「朝、通勤電車に乗ったときに必ず便意をもよおす」「出社したとたんに腹痛が起こる」など、慢性的な下痢や便秘、腹痛に悩まされて生活に支障をきたす「過敏性腸症候群」。主にストレスが引き起こすというこの病気に、どのように対処していけばよいのでしょうか。
検査をしても大腸に異常がみつからないにもかかわらず、下痢や便秘、腹痛や腹部膨満感など下腹部に不快な症状があらわれるのが過敏性腸症候群です。20~40歳の比較的若い世代に多くみられるのが特徴です。
食べ物は腸の蠕動運動によって小腸から大腸へと移動します。この蠕動運動は脳や大腸から分泌されるセロトニンによってコントロールされていますが、ストレスによってセロトニン分泌のバランスが乱れると、大腸の動きが不安定になってしまいます。
大腸の蠕動運動が過剰になると大腸での便の水分吸収が不十分となって軟便や下痢を招き、逆に大腸の動きが悪くなると便が滞って便秘になってしまいます。また、脳でつくられるセロトニンの量が減少すると少しの刺激で痛みを感じやすくなり、腹痛が起こります。
細菌・ウイルスの感染や、腸内細菌も、過敏性腸症候群とかかわりがあります。細菌やウイルスによって「感染性腸炎」を発症すると、これが治った後に過敏性腸症候群を発症しやすくなるといわれています。また、腸内細菌のバランスが乱れて悪玉菌が増えることによって、発症する場合もあります。
過敏性腸症候群の診断には、自覚症状にもとづいて診断する下記の「RomeⅣ基準」(世界的な診断基準)が用いられています。

# 使えるデータ:
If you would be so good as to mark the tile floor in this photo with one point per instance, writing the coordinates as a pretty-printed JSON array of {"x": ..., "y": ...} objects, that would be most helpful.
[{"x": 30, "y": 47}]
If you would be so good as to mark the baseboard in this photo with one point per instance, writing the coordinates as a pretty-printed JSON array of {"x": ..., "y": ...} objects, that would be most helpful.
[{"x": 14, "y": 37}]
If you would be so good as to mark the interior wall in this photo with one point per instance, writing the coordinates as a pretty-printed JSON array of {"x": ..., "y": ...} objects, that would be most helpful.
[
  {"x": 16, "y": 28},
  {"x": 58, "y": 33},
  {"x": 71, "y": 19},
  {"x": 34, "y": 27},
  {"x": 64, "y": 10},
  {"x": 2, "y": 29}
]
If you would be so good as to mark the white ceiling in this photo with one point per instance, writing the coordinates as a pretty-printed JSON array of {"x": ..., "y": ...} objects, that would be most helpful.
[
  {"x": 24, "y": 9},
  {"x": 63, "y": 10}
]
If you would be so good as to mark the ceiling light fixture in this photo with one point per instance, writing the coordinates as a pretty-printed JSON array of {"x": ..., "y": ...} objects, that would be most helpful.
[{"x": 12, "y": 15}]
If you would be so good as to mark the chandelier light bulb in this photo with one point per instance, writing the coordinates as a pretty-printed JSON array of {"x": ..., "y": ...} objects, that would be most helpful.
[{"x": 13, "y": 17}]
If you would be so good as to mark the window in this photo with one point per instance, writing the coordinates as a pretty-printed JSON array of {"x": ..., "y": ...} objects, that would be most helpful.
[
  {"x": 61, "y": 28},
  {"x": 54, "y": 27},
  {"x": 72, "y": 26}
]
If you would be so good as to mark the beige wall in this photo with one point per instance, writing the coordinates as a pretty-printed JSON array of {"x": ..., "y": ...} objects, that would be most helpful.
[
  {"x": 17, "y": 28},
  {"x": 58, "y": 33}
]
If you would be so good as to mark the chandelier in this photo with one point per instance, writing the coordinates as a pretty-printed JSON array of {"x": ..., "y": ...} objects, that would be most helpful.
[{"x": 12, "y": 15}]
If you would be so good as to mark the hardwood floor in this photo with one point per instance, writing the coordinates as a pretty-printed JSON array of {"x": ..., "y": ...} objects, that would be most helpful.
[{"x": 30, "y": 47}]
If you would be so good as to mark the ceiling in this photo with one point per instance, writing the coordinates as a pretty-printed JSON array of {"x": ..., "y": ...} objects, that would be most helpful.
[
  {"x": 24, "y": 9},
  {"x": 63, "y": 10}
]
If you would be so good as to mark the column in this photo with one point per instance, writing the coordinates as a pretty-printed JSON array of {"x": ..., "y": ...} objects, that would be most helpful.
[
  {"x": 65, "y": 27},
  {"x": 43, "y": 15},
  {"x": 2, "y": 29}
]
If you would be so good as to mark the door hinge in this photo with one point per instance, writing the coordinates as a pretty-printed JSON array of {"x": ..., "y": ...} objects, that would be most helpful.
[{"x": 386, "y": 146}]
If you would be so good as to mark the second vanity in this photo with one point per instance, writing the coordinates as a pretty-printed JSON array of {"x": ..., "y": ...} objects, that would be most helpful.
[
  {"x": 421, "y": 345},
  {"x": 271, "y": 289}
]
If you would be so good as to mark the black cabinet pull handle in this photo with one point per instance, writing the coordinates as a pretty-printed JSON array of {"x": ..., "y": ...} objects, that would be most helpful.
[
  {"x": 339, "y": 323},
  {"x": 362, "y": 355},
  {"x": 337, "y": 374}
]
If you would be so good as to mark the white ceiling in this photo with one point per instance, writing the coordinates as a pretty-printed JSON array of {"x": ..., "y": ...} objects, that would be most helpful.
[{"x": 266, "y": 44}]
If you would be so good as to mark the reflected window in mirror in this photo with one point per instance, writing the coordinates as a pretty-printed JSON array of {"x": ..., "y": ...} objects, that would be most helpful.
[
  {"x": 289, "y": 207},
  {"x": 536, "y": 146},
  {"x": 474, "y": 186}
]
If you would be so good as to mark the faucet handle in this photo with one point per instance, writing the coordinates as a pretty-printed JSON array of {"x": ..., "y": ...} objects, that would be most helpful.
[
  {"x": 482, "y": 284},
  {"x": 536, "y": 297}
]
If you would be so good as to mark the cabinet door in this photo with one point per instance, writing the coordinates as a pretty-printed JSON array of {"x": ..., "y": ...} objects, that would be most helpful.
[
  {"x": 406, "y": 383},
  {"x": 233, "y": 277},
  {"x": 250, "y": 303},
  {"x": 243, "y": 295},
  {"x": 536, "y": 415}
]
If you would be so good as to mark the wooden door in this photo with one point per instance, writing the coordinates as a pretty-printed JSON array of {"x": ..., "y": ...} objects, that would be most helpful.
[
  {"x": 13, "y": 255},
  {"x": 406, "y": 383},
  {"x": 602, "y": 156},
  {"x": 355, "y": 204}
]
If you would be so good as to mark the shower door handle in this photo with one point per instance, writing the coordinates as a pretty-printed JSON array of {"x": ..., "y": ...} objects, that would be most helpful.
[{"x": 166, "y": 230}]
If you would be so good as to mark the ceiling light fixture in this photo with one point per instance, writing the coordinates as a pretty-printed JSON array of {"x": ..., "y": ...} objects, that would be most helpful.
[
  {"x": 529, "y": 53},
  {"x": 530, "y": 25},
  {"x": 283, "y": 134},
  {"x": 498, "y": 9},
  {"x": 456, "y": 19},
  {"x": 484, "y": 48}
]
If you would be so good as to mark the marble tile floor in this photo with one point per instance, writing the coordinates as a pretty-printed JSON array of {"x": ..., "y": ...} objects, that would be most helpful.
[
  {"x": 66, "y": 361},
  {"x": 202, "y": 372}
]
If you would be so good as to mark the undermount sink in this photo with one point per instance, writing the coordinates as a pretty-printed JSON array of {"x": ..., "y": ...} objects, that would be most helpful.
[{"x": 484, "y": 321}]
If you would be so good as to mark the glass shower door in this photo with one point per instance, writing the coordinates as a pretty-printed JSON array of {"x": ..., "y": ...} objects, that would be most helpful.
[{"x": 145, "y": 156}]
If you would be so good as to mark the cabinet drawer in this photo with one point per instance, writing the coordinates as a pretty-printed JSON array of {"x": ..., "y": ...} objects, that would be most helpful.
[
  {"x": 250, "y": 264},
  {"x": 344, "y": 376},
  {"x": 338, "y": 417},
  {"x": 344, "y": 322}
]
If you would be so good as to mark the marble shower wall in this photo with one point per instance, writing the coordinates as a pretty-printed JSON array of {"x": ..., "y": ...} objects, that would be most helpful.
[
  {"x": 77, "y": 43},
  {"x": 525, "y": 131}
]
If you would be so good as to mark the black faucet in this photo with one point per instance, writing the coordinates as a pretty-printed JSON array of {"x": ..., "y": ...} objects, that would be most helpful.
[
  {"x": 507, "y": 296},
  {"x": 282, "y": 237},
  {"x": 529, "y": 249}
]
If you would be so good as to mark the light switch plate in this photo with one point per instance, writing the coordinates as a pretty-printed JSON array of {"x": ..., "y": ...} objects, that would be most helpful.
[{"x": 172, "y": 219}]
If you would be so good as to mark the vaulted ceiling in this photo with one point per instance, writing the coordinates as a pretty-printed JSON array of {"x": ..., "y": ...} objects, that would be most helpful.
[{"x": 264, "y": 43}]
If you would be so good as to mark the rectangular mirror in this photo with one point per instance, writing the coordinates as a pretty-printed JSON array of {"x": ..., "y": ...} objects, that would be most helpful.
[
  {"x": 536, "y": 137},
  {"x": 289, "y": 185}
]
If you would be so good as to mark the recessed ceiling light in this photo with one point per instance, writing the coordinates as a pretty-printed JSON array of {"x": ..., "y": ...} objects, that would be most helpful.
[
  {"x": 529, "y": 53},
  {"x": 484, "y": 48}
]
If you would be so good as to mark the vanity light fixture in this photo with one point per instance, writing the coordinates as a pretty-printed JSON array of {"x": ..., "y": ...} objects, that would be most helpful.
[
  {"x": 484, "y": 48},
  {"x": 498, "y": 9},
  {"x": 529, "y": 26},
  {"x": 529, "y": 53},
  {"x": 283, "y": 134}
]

# 答える問い:
1. 過敏性腸症候群のページ抜粋では、この病気が比較的多くみられるのは何歳の世代とされているか。
2. 過敏性腸症候群のページ抜粋を、最後の文の次から書き継げ。

# 課題ごとの出力:
1. 20~40歳の比較的若い世代である。

2.
このほか医療機関では、大腸がんなどの病気ではないか確認するために、血液検査や便検査が行われます。大腸内視鏡検査などが行われることもあります。
過敏性腸症候群の治療では、まず生活習慣の改善やストレスの軽減を図ります。十分な睡眠をとり、規則正しい生活を送るように心がけ、リラックスする時間をもうけるようにします。
食物繊維を多く含む食品を積極的にとるようにし、乳酸菌を多く含む食品なども意識してとるようにしましょう。逆に香辛料を使用した刺激の強い料理、高脂肪の食べ物、アルコールは控えるようにしてください。
また、適度な運動は腸の働きを整え、原因となるストレスを軽減させることができます。
生活習慣を改善しても症状が軽減しない場合には、薬物療法を行います。その際、症状や体質に合わせた薬が選択されます。
過敏性腸症候群で用いられる主な薬
過去に過敏性腸症候群と診断され、治療を受けた人が再発した場合は、トリメブチンを主成分とするスイッチOTC医薬品(医療用から市販薬に転用された薬)が、ドラッグストアで購入できます。